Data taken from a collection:
----------------
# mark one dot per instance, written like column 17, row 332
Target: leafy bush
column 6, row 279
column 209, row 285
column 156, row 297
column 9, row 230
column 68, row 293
----------------
_Stated task:_ Transcribe every one of the records above, reproducing each line without any change.

_Task result:_
# mark one dot per instance, written like column 17, row 332
Target: leafy bush
column 6, row 279
column 209, row 285
column 156, row 297
column 9, row 230
column 68, row 293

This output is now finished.